#### Document:
....

# Alexander the Great



## BRobbins629 (Jan 31, 2010)

A B-Day gift for a fan of Alex and a great friend.
Home brew PR and Sterling Silver. Bust carved in relief.


----------



## OKLAHOMAN (Jan 31, 2010)

Bruce that is my favorite of all you've done so far. Just a simple WOW! is not near enough. So here is a big

Holy Crap WOW!​


----------



## maxman400 (Jan 31, 2010)

Looks Cool, Nice Job.


----------



## jasontg99 (Jan 31, 2010)

WOW!!!  That is amazing.  Wow.


----------



## Russianwolf (Jan 31, 2010)

Great pen Bruce, but to nit pick, AG most likely used a falcata.:wink:


----------



## markgum (Jan 31, 2010)

Truly a beautiful pen.


----------



## jbostian (Jan 31, 2010)

That is an amazing pen!

Jamie


----------



## toolcrazy (Feb 1, 2010)

Nice!!


----------



## workinforwood (Feb 1, 2010)

That's a real gem Bruce!  I really like your column and sword.


----------



## DCBluesman (Feb 1, 2010)

Exciting!


----------



## mrburls (Feb 1, 2010)

....

#### Stored records:
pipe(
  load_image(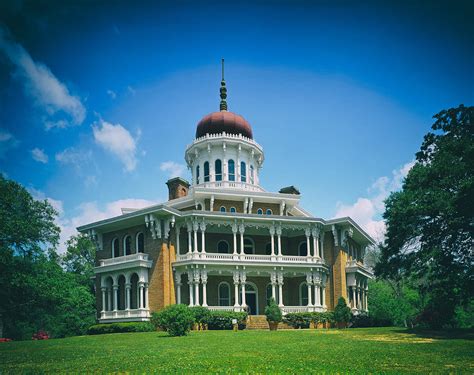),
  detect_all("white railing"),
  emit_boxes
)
[176,252,325,265]
[100,309,150,319]
[207,306,240,311]
[281,306,326,314]
[99,253,148,267]
[194,181,265,191]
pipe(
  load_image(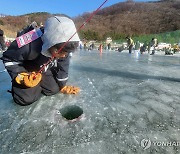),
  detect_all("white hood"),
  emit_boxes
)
[41,16,80,57]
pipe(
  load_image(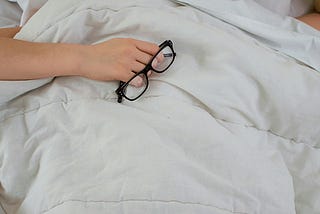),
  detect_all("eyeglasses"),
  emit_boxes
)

....

Repeat the passage in the pen thread starting at "Bruce that is" and ending at "Cool, Nice Job.", substituting "top pick" for "favorite".

#### Answer for the task:
Bruce that is my top pick of all you've done so far. Just a simple WOW! is not near enough. So here is a big

Holy Crap WOW!​


----------



## maxman400 (Jan 31, 2010)

Looks Cool, Nice Job.